Excerpt:
'I recommend belfast sinks - you can get as grubby as you want and still there's enough room to wash it all off.'
Helen Charman
Education Curator for Schools
Tate Modern
Users of creative spaces
The learning needs of those who use creative spaces should determine the design and equipping of those spaces. This applies as much in schools as it does in galleries and museums. In its white paper Schools Achieving Success (Cmnd 5230, 2001), the government sees the future of the school as 'a focus for learning for the whole community, accessible to all, with modern and attractive learning facilities for families and people of all ages'.
The challenges are to define who those users are and will be, and then to decide how best to accommodate the diverse, and often competing, needs of different groups and individuals. For example, children come to venues in various guises: as part of a school group, or with the family, or on their own. Can the space accommodate these different aspects?
Of course, children are not the only users of creative spaces. For example, other users might include teachers, families, HE and FE students, older people, adult learners and more specific groups such as disaffected young people, holiday-makers, and so on.
This means that schools, galleries and museums may have to address such wide-ranging issues as:
- Do staff have the knowledge and expertise to interact with and support a range of users?
- Can the space offer the different facilities that are needed, for example, by students as well as young children, by families as well as school groups, and by those who want to talk about art as well as those who want to make art?
- Are the furniture, loos and sinks suitable for all age ranges and physical capabilities?
- Do the physical layout and signage suit all users?
- Do the venue's main entrance and the access to the creative space encourage every type of user to step through?
- Can the gallery, museum or school as a whole provide satisfactorily for different groups at the same time?
- If the answer is no to any of the above, how should the venue or school decide what, and who, its priorities should be?
Of course, some elements are common to all users, such as feeling comfortable and safe, gaining a sense of ownership, being in a welcoming and well-signed environment, and being encouraged to try something new as well as to do familiar things.
The reality, though, is that many spaces will be able to cater more successfully for some groups and less so for others. One space listed its potential users as 'children, families, elderly people, retired people, holidaymakers, academics from London, looked-after young people, asylum seekers and refugees, and disaffected young people'. This means agreeing a priority for users and planning ahead rather than being floored by the unexpected. When there are unexpected users, the gallery, museum or school should be able to treat it as a positive rather than a negative experience, and ensure that it is the same for the user.
The content of creative spaces
What happens in a creative space should help to determine its design, and should be determined by the users. It is up to each school, gallery and museum to consider, and to interpret in their own ways, the experiences they offer to their users of all ages, interests and capabilities.

Objective a: Extract the records from the line containing "Expected: one point per instance of the gold" through the final line of the records, both included, and reproduce them word for word.

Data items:
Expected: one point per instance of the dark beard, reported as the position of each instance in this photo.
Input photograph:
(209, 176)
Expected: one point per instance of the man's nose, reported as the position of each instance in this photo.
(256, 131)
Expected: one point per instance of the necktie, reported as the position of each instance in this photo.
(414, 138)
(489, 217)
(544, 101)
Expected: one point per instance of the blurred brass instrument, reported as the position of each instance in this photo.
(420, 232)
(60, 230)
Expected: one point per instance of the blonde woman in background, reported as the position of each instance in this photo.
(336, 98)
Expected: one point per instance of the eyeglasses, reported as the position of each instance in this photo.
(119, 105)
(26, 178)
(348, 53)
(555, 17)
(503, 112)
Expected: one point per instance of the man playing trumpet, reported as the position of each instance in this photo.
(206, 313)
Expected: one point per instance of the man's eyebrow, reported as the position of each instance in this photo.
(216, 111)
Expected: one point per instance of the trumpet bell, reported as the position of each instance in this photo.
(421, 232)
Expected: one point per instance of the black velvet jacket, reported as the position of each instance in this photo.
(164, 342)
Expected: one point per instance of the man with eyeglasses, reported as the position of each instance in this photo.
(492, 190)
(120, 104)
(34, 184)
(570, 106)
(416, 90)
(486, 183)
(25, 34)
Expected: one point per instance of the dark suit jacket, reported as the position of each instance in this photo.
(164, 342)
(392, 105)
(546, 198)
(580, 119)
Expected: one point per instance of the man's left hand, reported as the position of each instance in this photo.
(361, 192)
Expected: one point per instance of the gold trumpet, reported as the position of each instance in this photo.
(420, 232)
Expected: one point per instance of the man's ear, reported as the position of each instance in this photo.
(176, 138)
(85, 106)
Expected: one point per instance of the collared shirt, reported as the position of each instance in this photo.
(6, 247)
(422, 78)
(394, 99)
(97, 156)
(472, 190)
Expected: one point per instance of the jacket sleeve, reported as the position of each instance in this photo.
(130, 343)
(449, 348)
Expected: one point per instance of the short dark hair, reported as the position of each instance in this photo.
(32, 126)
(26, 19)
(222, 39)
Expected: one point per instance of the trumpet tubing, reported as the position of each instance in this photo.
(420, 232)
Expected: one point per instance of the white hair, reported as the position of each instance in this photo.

Objective b:
Answer these questions about the passage on creative spaces:
(i) What kind of sink does the opening quotation recommend?
(ii) What position does Helen Charman hold, and at which institution?
(iii) What is the title of the government white paper cited, and in what year did it appear?

Full answer a:
Expected: one point per instance of the gold trumpet, reported as the position of each instance in this photo.
(420, 232)
Expected: one point per instance of the man's ear, reported as the position of each instance in this photo.
(176, 138)
(85, 106)
Expected: one point per instance of the collared shirt, reported as the position of each instance in this photo.
(6, 247)
(422, 78)
(394, 99)
(97, 156)
(472, 190)
Expected: one point per instance of the jacket sleeve, reported as the position of each instance in this photo.
(130, 343)
(449, 348)
Expected: one point per instance of the short dark hair, reported as the position of each instance in this photo.
(32, 126)
(26, 19)
(222, 39)
Expected: one point per instance of the trumpet tubing, reported as the position of each instance in this photo.
(420, 232)
Expected: one point per instance of the white hair, reported as the position of each instance in this photo.

Full answer b:
(i) Belfast sinks.
(ii) Education Curator for Schools at Tate Modern.
(iii) Schools Achieving Success, 2001.